● Problem requirements
The listing beneath should be written out in full, exactly as shown.

Dataset rows
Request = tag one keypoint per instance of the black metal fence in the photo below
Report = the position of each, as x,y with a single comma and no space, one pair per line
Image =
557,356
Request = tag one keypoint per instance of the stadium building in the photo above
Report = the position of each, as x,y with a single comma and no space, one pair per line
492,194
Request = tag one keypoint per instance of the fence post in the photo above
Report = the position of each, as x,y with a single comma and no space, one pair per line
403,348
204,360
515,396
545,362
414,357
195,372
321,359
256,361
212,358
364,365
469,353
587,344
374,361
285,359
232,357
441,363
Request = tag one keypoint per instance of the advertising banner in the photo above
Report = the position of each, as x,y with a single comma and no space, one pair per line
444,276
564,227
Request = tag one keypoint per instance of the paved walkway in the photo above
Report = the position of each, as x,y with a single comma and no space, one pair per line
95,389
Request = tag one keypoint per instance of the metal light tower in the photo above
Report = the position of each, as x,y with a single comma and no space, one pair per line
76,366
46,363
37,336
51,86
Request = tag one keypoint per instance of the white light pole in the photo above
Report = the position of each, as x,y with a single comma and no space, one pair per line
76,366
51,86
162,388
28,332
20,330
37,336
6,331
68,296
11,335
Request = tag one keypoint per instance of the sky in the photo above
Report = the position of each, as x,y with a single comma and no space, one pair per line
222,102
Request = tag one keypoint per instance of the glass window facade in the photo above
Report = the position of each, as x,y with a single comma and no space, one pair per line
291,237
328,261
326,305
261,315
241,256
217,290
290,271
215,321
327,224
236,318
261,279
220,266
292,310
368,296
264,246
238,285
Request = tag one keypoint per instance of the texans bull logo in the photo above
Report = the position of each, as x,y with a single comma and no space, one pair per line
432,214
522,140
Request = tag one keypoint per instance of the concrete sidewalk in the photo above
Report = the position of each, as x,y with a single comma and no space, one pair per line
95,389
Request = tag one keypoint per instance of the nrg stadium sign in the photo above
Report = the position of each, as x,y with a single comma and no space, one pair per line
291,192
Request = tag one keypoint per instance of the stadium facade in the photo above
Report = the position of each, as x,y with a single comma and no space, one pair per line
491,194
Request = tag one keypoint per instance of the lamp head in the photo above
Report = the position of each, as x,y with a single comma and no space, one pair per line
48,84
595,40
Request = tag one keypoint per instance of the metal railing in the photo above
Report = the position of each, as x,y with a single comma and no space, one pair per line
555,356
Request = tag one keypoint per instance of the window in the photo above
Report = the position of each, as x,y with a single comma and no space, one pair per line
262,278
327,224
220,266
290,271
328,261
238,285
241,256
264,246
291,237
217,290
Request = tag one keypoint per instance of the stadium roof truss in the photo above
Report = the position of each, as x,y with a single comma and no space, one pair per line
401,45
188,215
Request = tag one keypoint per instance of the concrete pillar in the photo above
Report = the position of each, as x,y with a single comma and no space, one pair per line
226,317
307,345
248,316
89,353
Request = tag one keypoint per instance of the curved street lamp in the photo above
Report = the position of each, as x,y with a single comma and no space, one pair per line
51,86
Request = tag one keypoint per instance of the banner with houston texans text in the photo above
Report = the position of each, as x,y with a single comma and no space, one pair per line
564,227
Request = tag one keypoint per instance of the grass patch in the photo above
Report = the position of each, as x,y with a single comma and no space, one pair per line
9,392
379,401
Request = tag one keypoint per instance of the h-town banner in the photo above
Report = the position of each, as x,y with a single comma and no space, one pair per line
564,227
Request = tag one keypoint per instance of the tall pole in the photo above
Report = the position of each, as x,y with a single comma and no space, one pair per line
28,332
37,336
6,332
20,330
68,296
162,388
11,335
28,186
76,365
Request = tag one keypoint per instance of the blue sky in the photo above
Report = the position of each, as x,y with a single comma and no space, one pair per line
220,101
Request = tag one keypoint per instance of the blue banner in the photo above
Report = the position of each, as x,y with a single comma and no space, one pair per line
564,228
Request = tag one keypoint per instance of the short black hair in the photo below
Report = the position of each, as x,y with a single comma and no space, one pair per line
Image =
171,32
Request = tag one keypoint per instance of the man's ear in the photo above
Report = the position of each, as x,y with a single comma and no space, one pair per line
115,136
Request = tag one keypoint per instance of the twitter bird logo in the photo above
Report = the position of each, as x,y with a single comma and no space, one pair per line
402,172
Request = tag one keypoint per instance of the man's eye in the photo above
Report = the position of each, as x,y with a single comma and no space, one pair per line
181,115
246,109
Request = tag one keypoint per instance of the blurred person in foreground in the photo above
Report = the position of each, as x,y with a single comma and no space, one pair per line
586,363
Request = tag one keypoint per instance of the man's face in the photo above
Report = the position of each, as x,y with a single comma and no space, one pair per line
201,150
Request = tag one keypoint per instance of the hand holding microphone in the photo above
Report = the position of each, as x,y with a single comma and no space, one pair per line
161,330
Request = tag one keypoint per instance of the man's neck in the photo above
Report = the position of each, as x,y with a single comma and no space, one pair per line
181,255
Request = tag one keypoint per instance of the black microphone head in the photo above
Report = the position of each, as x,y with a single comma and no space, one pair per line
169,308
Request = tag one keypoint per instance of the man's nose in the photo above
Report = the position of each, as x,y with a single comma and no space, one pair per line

● Response below
Request = tag one keypoint per instance of the black metal fence in the photo below
Report = the position of each, as x,y with a single comma and no space, one pair per line
Image =
557,356
Request = tag one keypoint per instance of the stadium building in the photo above
Report = the position of each, as x,y with a single comma and no space, one pair per line
492,194
Request = tag one keypoint per instance of the fence post in the photo above
Report = the position of each, as x,y with a single comma and no space, one pair per line
403,348
204,360
515,396
545,362
414,357
195,372
321,359
256,361
212,358
364,365
469,353
587,344
374,361
285,359
232,357
441,363
Request = tag one keypoint per instance of the advertising banner in the photo above
Report = the position of each, as x,y with a single comma and no space, one pair per line
444,276
564,227
Request = tag one keypoint per instance of the paved walkway in the photo above
Report = the position of each, as x,y with a single comma and no space, one pair per line
95,389
Request = tag one keypoint per instance of the metal light tower in the photo above
Report = the position of each, as x,y with a single comma and no space, one pair per line
76,366
46,363
37,336
51,86
Request = tag one keypoint per instance of the white light pole in the photo above
Report = the position of each, as x,y with a single comma and no space, one pair per line
76,366
51,86
162,388
28,332
20,330
37,336
6,331
68,296
11,335
Request = tag one keypoint per instance of the sky in the photo above
Report = the position of each, as x,y with a single comma and no space, one pair per line
222,102
Request = tag one keypoint per instance of the glass window facade in the photo above
Report = the position of each, as x,y with a single comma and no space, one pair per line
291,237
328,261
326,305
261,315
241,256
217,290
290,271
215,321
327,224
236,318
261,279
220,266
292,310
368,296
264,246
238,285
Request = tag one keypoint per instance of the texans bull logo in the photo above
Report = the position of each, as x,y with a single comma and no space, one pair per line
432,214
522,140
Request = tag one keypoint per instance of the concrete sidewalk in the photo above
Report = the position of each, as x,y with a single comma and no space, one pair per line
95,389
Request = tag one keypoint per instance of the nrg stadium sign in the photo above
Report = the position of each, as x,y with a single comma and no space, one pair per line
291,192
Request = tag one keypoint per instance of the stadium facade in the photo above
Report = the position of each, as x,y with a single comma and no space, one pair per line
491,194
Request = tag one keypoint per instance of the lamp head in the photo above
Report = the position of each, as x,y with a single comma and no space, one pair per line
48,84
595,40
Request = tag one keypoint per instance of the metal railing in the photo above
Report = the position of each, as x,y with a single comma and no space, one pair per line
555,356
Request = tag one keypoint per instance of the window in the photo above
Report = the position of each, as x,y with a single comma and no space, one pair per line
262,278
327,224
220,266
290,271
328,261
238,285
241,256
264,246
291,237
217,290
Request = tag one keypoint per instance of the stadium roof truss in the photo above
Report = the position of each, as x,y with a single comma and no space, one pair per line
401,45
188,215
Request = tag one keypoint per instance of the concrete pillar in the photo above
Report = the position of each, as x,y with a single comma and no space, one pair per line
226,317
307,345
248,316
89,353
Request = tag one keypoint per instance of the curved street lamp in the photo above
Report = the position of each, as x,y with a single comma and no space, one pair per line
51,86
Request = tag one keypoint per instance of the banner with houston texans text in the photo above
Report = the position of each, as x,y with a single comma and no space, one pair per line
564,227
Request = tag one keypoint per instance of the grass patch in the photo above
Report = the position of each, as x,y with a single comma and no space, one pair per line
9,392
379,401
Request = tag one keypoint per instance of the h-town banner in the photo above
Report = the position of each, as x,y with a single comma and no space, one pair per line
564,227
Request = tag one keypoint per instance of the tall pole in the photo above
Report = the position of each, as x,y with a single comma and no space, one pair per line
28,332
37,336
6,332
20,330
68,296
162,388
11,335
28,186
76,365
Request = tag one keypoint per instance of the blue sky in the photo above
Report = the position of each, as x,y with a single comma and no space, one pair per line
220,101
Request = tag one keypoint per instance of the blue banner in the photo above
Report = the position of each, as x,y with a single comma and no space, one pair per line
564,228
Request = tag one keypoint per instance of the short black hair in the photo below
Report = the position of each, as x,y with a single comma and no space, one pair per line
Image =
171,32
Request = tag one keypoint per instance of the man's ear in the photo above
Report = the position of each, as x,y with a single comma and no space, one pair per line
115,136
Request = tag one keypoint per instance of the twitter bird logo in the photo above
Report = the position of each, as x,y with a single comma and no space, one pair per line
402,172
Request = tag one keypoint per instance of the man's eye in the photo above
Report = the position of each, as x,y with a single comma and no space, one pair per line
181,115
246,109
Request = tag one keypoint per instance of the blurred person in foreground in the photo above
Report = the position of each, as x,y with a single comma and no space, one pair per line
586,363
Request = tag one keypoint per instance of the man's face in the photo above
Report = the position of each, as x,y with a single comma and no space, one pair per line
201,150
Request = tag one keypoint per instance of the hand holding microphone in the photo above
Report = the position of each, as x,y with a single comma and no space, one pair per line
161,330
Request = tag one keypoint per instance of the man's neck in the photo above
Report = the position of each, as x,y with a single comma and no space, one pair per line
181,255
Request = tag one keypoint per instance of the black microphone head in the photo above
Report = the position of each, as x,y with a single comma and no space, one pair per line
169,308
Request = tag one keypoint per instance of the man's nose in the photo above
Report = the position of each, as x,y with a single comma and no space, one pair per line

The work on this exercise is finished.